**TEXT**

# MR Biomarkers of Inflammation in Knee Osteoarthritis

> **NIH VA I01** · VA SAN DIEGO HEALTHCARE SYSTEM · 2023 · —

## Abstract

Osteoarthritis (OA) is highly prevalent in U.S. military service members and Veterans due to the impact of
joint trauma and overuse injury. Its socioeconomic impact is substantial, estimated to approach $60 billion
per year, and no disease-modifying treatments exist. Collaborative programs (such as CaRe-AP) have been
proposed to develop a treatment for post-traumatic osteoarthritis (PTOA) that will relieve pain and improve
function. The hypothesis that PTOA is caused by maladaptive repair responses including activation of the
pro-inflammatory pathways of innate immunity that in turn result in pain, loss of function and structural
decline have been broadly accepted. To this end, OA has long been characterized as a ‘wear and tear’
disease but is now considered a cell-mediated condition involving low-grade innate inflammation affecting
all tissues of the joint (cartilage, bone, synovium, fat pads). Inflammatory processes increase the risk of
knee OA (kOA) onset and progression, though the role of inflammation in the kOA, and as a determinant in
successful treatments is unclear. Further, correlation of structural changes that result in progression of
degeneration in kOA with those that serve as pain generators in this disease is crucial. Opioid prescriptions
due to acute and chronic musculoskeletal pain visits increased by 50% between 2006 and 2010.

**ACTIVITY 1**
Answer from the abstract:
(a) What is the estimated yearly socioeconomic impact of osteoarthritis?
(b) Which collaborative program is given as an example?
(c) By how much did opioid prescriptions for musculoskeletal pain visits increase, and over what years?
**ACTIVITY 2**
List every joint tissue that the abstract names as affected by low-grade innate inflammation.

**DATA EXTRACTS**
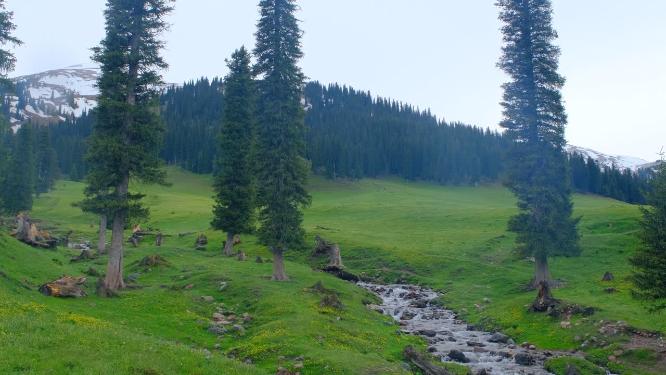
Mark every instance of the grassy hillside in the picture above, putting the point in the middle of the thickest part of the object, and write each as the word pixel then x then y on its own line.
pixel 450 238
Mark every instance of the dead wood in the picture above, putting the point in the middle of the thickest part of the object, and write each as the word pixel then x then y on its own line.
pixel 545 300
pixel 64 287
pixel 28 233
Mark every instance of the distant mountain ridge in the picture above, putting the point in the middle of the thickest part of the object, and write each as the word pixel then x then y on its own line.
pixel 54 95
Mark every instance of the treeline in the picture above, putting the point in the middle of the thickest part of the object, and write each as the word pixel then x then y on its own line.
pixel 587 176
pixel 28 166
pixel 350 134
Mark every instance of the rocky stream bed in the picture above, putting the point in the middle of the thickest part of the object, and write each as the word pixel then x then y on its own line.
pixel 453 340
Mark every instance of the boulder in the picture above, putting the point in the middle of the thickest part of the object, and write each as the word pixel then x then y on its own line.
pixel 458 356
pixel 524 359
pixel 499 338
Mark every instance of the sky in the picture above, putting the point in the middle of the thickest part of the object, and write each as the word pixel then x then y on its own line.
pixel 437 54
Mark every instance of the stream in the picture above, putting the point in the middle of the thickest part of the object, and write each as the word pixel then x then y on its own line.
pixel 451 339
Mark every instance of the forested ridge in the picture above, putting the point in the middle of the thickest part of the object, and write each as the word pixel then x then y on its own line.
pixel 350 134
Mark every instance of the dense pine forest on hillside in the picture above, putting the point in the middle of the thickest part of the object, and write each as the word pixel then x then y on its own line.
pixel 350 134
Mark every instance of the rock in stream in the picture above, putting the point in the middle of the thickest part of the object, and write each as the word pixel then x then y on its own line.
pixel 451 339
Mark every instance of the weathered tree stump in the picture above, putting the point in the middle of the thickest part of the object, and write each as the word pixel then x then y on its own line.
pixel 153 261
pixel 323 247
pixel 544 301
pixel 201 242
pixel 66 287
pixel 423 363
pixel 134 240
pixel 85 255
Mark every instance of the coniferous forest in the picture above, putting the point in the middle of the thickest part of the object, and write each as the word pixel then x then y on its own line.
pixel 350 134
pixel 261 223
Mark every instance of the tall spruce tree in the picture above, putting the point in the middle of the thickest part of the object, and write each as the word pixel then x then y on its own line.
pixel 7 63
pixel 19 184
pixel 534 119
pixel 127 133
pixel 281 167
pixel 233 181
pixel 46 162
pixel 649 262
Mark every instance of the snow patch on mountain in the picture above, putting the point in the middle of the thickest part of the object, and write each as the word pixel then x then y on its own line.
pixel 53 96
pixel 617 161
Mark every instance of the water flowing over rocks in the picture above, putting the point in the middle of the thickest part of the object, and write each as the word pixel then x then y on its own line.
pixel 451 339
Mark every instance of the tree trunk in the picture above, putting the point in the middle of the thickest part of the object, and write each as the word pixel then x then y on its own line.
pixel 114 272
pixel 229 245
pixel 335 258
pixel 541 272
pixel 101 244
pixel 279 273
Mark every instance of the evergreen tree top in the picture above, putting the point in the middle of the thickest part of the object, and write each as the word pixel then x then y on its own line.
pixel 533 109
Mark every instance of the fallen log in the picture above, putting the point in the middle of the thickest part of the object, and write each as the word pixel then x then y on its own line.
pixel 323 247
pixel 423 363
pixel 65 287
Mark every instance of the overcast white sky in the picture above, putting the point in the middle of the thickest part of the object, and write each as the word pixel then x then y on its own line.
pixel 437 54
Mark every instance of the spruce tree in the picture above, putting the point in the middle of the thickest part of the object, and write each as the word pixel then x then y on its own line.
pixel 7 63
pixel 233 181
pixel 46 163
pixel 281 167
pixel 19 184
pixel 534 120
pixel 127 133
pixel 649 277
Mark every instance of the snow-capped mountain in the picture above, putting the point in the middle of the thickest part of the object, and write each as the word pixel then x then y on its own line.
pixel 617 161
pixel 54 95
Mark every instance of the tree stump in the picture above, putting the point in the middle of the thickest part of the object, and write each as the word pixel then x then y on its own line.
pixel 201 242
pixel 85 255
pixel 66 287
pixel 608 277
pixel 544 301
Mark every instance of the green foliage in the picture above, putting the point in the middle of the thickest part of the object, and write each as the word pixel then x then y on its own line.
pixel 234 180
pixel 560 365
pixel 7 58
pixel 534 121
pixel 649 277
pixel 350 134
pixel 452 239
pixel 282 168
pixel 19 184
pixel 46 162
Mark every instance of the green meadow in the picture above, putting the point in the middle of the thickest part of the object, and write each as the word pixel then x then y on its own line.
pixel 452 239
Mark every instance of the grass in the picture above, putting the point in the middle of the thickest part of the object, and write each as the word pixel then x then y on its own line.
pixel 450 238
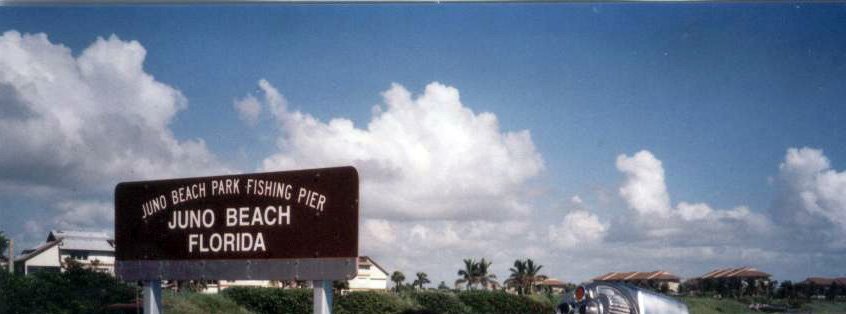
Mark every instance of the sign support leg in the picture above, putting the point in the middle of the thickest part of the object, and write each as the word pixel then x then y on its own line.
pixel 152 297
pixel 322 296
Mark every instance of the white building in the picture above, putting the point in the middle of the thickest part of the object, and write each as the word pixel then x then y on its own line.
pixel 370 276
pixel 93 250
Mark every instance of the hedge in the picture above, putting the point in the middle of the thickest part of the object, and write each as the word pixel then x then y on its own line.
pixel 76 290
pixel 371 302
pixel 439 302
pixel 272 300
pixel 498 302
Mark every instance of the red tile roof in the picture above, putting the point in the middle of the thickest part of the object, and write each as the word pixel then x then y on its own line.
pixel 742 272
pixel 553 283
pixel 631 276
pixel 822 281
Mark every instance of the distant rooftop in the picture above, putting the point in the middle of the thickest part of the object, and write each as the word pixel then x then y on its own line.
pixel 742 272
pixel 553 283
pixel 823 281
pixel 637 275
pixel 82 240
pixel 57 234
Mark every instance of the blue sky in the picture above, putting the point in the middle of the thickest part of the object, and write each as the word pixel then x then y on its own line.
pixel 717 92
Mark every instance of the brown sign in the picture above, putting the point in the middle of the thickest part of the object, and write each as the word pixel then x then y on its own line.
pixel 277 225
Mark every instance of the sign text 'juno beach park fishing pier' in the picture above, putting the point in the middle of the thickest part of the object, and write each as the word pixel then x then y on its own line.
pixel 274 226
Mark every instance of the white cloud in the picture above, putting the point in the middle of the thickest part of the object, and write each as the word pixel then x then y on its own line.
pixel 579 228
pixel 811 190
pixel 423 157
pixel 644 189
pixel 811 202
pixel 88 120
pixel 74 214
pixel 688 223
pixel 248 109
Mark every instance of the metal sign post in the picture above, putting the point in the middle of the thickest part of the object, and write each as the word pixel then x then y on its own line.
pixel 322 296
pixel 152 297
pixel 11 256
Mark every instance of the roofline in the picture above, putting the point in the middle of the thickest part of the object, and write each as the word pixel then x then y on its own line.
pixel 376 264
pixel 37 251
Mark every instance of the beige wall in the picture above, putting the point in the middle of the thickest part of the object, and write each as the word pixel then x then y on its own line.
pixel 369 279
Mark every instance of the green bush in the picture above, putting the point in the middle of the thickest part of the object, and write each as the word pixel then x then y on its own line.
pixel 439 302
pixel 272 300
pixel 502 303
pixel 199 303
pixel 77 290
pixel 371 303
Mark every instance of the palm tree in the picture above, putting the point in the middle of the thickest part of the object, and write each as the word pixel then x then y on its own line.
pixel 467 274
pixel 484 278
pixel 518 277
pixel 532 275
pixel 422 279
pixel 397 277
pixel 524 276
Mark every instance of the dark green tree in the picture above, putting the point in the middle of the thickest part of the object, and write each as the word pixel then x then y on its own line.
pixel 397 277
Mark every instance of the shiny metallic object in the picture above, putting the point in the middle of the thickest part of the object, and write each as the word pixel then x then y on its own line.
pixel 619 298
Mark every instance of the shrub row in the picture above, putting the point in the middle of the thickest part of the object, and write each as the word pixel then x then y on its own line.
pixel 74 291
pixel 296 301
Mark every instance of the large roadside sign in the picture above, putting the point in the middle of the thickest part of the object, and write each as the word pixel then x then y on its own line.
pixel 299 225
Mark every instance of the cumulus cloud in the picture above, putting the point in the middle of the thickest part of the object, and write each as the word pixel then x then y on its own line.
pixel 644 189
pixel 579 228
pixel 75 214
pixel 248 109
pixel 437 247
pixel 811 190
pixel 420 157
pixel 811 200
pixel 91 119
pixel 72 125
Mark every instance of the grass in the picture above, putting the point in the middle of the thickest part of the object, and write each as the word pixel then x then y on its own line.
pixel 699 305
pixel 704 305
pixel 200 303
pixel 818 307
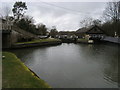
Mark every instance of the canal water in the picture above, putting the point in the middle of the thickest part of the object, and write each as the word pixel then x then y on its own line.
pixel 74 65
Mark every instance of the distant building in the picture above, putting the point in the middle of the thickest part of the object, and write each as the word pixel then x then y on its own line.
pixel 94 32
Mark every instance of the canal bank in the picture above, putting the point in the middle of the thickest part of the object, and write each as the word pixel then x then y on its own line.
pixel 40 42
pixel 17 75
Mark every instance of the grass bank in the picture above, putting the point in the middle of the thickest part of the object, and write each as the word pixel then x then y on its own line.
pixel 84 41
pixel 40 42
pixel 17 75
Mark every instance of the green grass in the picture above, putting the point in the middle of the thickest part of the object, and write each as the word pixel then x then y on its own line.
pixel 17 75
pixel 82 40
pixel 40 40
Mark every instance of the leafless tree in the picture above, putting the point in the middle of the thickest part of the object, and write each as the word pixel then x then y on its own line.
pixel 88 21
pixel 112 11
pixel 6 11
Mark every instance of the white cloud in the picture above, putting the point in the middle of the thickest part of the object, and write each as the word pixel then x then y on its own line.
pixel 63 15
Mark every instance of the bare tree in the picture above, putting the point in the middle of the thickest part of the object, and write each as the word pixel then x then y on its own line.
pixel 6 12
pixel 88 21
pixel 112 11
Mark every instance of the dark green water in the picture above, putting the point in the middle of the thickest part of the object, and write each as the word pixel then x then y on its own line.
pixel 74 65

**FINAL ANSWER 1**
(a) About $60 billion per year.
(b) CaRe-AP.
(c) By 50%, between 2006 and 2010.

**FINAL ANSWER 2**
Cartilage, bone, synovium, fat pads